-- begin DATA LISTING --
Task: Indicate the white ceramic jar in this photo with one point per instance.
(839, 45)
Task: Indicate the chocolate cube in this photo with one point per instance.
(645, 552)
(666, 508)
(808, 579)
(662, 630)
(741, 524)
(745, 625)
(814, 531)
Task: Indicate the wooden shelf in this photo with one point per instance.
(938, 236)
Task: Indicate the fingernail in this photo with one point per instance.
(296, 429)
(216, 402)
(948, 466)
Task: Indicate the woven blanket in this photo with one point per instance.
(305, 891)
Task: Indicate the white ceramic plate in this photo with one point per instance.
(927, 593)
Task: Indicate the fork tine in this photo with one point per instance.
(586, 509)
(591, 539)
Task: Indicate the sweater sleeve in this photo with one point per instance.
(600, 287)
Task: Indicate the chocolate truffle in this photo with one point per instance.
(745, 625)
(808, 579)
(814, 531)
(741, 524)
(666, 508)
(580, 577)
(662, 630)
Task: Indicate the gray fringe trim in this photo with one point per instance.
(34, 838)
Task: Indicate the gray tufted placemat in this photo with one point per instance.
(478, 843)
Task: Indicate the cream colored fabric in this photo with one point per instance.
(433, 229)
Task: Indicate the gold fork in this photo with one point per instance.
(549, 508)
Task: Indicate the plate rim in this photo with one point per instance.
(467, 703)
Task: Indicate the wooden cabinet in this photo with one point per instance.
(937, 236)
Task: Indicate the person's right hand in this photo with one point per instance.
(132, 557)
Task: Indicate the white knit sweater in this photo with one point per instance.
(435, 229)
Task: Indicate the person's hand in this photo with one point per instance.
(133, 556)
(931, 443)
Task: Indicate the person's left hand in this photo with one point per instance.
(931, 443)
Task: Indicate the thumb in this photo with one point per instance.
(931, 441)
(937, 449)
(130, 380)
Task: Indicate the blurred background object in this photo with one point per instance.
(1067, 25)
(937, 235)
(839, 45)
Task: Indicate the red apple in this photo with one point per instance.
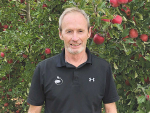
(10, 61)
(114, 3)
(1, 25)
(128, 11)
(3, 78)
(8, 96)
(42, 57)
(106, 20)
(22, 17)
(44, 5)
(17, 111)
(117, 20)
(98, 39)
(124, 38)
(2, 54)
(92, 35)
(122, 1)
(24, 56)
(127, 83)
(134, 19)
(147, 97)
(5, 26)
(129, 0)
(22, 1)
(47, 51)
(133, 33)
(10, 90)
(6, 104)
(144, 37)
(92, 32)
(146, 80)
-- end DATA LISTING --
### OBJECTIVE:
With the pictures left out, write out exactly the lines from the line containing "Task: Indicate the sweater" through the final line.

### OUTPUT FOR THIS EXERCISE:
Task: Indicate the sweater sleeve in this photo with one point per instance.
(600, 287)
Task: Indicate the chocolate truffle in this photo with one point per instance.
(745, 625)
(808, 579)
(814, 531)
(741, 524)
(666, 508)
(580, 577)
(662, 630)
Task: Indicate the gray fringe trim in this photo with one point per instance.
(34, 838)
Task: Indicate the gray tufted placemat in this photo with one point per instance.
(478, 843)
Task: Indicate the cream colored fabric in this photo with one point per instance.
(433, 229)
Task: Indicate the gold fork in this photo with one point per instance.
(549, 508)
Task: Indicate the plate rim in this photo with one point per instance.
(467, 703)
Task: Indicate the wooden cabinet in this photo with one point per instance.
(937, 236)
Task: Indicate the person's right hand in this photo with one point per instance.
(132, 557)
Task: Indicate the white knit sweater in this photo with one point per instance.
(435, 229)
Task: Indicate the person's hand in this photo with one point per instance.
(133, 556)
(931, 443)
Task: Indicate the person's left hand in this photo with one point per instance.
(931, 443)
Task: Indicate the thumb in this photo with one point per instance.
(931, 441)
(937, 449)
(130, 380)
Task: Indicate the blurred background object in this photo with one point per instance.
(1067, 25)
(937, 235)
(839, 45)
Task: Indicate the red apple in this photo with one point per instance.
(10, 61)
(114, 3)
(1, 25)
(128, 11)
(3, 78)
(8, 96)
(42, 57)
(106, 20)
(22, 17)
(44, 5)
(17, 111)
(117, 20)
(98, 39)
(124, 38)
(2, 54)
(92, 35)
(122, 1)
(24, 56)
(127, 83)
(134, 19)
(147, 97)
(5, 26)
(129, 0)
(22, 1)
(47, 51)
(133, 33)
(10, 90)
(6, 104)
(144, 37)
(92, 32)
(146, 80)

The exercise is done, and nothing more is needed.